# Exercise
Filter the listing below, copying every line that contains the string "light", with case taken into account.

Excerpts from point annotation data
┏━━
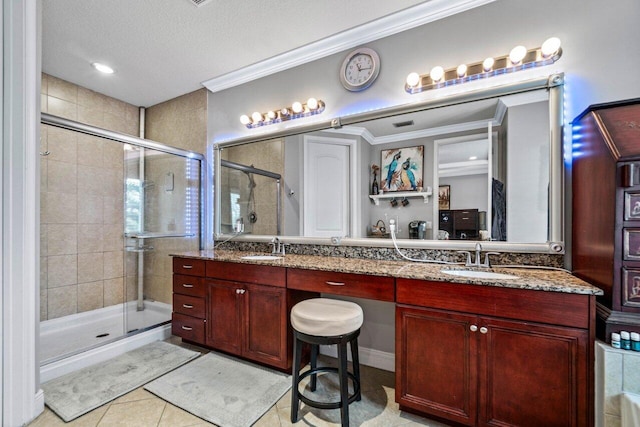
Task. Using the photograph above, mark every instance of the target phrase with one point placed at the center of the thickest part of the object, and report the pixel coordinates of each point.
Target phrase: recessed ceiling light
(102, 68)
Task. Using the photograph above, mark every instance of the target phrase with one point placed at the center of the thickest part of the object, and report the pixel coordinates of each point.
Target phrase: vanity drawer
(189, 305)
(353, 285)
(189, 285)
(247, 273)
(188, 328)
(188, 266)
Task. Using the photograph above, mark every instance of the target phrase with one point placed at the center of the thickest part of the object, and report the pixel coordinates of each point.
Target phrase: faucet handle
(487, 262)
(468, 262)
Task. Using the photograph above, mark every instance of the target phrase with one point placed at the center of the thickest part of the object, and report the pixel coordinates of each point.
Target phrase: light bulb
(312, 104)
(436, 73)
(413, 79)
(517, 54)
(102, 68)
(487, 64)
(550, 47)
(461, 71)
(256, 117)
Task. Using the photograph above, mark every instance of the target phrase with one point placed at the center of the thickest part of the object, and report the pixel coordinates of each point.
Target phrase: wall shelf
(401, 195)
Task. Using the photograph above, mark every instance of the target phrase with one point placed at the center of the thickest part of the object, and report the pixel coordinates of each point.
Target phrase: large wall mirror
(480, 166)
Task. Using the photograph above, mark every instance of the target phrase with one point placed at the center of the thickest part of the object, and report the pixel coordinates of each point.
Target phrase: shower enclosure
(113, 207)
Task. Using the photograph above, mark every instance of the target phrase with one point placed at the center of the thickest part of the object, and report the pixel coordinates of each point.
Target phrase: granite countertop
(526, 278)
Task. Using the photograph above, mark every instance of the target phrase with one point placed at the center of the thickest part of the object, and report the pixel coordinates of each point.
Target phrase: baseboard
(368, 356)
(100, 354)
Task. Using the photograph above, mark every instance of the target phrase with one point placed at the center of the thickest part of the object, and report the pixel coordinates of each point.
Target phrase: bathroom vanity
(474, 350)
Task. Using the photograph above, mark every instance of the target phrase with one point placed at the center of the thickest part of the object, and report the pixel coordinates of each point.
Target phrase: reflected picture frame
(402, 169)
(444, 197)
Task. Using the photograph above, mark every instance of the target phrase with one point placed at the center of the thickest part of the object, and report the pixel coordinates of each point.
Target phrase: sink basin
(475, 274)
(262, 257)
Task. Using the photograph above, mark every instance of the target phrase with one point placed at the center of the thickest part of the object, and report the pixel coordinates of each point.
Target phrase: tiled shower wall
(181, 123)
(82, 258)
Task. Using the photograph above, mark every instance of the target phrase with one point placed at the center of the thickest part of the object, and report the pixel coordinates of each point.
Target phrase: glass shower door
(162, 216)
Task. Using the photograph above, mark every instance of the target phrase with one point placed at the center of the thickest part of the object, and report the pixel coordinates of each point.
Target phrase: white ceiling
(162, 49)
┗━━
# Problem solution
Target phrase: recessed ceiling light
Target phrase: light bulb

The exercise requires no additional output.